> [What is required] Extract every line starting at the line that contains "Please indicate the creamy" and ending with the final line of the data, inclusive; give only those lines, word for word.

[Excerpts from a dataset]
=== Section Start ===
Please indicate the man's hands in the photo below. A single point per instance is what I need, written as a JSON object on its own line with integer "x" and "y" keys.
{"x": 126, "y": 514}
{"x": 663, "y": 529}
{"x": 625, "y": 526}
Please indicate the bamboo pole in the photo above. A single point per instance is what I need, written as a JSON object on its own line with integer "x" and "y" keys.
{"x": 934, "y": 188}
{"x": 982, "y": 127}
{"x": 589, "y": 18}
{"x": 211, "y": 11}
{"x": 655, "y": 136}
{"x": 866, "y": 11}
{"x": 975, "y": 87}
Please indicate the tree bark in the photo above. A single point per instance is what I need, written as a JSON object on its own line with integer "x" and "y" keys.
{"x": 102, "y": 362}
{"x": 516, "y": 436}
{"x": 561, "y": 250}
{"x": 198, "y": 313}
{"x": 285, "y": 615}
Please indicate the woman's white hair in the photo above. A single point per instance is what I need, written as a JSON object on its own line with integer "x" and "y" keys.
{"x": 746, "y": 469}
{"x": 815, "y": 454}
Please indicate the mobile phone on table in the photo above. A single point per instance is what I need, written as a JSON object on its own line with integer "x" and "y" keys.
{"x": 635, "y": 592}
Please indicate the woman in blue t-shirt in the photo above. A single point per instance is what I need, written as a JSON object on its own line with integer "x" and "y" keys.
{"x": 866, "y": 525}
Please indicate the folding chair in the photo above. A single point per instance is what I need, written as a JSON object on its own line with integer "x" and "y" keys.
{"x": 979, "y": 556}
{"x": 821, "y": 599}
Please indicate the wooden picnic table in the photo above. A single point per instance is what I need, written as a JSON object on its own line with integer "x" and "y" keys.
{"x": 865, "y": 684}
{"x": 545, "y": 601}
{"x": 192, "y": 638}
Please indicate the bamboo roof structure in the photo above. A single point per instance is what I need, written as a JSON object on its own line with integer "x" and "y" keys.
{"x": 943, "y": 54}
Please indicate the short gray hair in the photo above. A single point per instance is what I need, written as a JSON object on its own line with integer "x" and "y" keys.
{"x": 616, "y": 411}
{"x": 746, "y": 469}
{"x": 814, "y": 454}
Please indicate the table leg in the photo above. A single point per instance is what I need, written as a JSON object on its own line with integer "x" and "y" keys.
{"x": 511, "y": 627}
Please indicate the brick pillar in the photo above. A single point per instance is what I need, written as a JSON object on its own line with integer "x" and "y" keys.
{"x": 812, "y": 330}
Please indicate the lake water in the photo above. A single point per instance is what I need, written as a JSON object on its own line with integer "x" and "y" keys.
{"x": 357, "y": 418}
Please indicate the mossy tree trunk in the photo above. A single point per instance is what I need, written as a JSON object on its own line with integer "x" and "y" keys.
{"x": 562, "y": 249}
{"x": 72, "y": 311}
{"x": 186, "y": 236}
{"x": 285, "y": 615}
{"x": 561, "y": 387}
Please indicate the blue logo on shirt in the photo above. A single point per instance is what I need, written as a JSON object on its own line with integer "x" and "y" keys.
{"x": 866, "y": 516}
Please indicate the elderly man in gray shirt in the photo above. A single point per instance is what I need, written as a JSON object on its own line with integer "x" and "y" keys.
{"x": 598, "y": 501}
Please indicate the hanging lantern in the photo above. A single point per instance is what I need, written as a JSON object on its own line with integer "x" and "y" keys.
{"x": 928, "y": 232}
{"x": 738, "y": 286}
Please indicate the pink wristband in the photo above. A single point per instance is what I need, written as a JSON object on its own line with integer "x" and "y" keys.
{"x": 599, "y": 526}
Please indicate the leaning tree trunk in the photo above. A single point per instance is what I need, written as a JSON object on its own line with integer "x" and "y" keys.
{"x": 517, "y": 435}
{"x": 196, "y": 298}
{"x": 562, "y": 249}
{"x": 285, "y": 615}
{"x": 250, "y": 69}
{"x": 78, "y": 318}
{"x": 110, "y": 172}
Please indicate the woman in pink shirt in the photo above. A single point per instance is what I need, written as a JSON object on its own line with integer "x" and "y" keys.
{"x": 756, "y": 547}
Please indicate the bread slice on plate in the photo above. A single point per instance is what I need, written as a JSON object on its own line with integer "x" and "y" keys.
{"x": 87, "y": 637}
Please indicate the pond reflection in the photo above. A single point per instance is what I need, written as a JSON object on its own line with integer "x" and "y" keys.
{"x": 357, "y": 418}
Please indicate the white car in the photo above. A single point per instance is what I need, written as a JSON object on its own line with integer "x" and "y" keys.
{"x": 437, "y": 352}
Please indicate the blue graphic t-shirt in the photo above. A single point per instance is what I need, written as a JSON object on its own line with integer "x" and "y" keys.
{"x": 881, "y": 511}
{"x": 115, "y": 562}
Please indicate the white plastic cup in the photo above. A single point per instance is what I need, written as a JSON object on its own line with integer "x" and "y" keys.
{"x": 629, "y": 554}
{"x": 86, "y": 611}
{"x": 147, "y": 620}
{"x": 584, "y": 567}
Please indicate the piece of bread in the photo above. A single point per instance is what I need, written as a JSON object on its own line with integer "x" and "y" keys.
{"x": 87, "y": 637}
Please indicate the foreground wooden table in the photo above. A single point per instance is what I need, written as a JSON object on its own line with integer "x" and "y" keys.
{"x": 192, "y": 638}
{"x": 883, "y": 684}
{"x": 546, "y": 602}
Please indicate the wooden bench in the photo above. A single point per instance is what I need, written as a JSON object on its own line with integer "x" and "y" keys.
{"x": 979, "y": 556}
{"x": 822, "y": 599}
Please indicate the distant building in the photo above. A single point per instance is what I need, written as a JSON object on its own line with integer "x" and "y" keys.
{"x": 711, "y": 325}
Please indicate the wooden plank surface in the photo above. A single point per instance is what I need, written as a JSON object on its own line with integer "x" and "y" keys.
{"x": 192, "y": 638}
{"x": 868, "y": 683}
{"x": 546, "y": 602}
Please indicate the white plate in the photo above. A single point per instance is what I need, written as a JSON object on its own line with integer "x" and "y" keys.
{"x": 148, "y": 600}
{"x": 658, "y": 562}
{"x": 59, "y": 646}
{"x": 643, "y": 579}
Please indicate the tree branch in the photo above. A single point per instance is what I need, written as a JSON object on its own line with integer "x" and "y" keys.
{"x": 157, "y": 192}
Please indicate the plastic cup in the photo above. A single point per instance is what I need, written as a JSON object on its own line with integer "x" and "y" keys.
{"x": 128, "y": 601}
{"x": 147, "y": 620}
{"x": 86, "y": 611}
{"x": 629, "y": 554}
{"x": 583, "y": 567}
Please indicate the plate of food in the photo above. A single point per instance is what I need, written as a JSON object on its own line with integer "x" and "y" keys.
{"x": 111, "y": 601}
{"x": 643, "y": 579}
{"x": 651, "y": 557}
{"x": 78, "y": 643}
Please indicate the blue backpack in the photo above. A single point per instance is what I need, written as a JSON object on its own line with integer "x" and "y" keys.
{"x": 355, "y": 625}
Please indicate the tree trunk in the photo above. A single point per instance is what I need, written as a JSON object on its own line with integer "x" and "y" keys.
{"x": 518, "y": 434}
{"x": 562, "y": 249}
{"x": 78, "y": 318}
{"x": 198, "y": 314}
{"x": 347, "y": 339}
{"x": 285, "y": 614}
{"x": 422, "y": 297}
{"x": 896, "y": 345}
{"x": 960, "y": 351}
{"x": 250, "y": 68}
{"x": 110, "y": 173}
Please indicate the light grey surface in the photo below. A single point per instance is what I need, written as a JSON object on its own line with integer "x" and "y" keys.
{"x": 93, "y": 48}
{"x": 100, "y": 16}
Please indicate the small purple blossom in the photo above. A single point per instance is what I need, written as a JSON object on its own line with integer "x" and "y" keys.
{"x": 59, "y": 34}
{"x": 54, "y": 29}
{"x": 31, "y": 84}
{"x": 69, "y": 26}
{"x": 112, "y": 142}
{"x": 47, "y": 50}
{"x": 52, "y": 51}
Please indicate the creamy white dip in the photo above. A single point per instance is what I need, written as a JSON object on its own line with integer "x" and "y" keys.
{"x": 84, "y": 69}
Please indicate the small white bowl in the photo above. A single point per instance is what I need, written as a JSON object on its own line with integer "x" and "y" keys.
=== Section End ===
> [Reply to the task]
Please indicate the creamy white dip in the photo above. A single point per instance is what I need, written as a JSON object on its own line with integer "x" and "y" keys.
{"x": 84, "y": 69}
Please indicate the small white bowl in the photo above. A single point per instance is what I need, written as a JSON object on its own line with integer "x" and "y" keys.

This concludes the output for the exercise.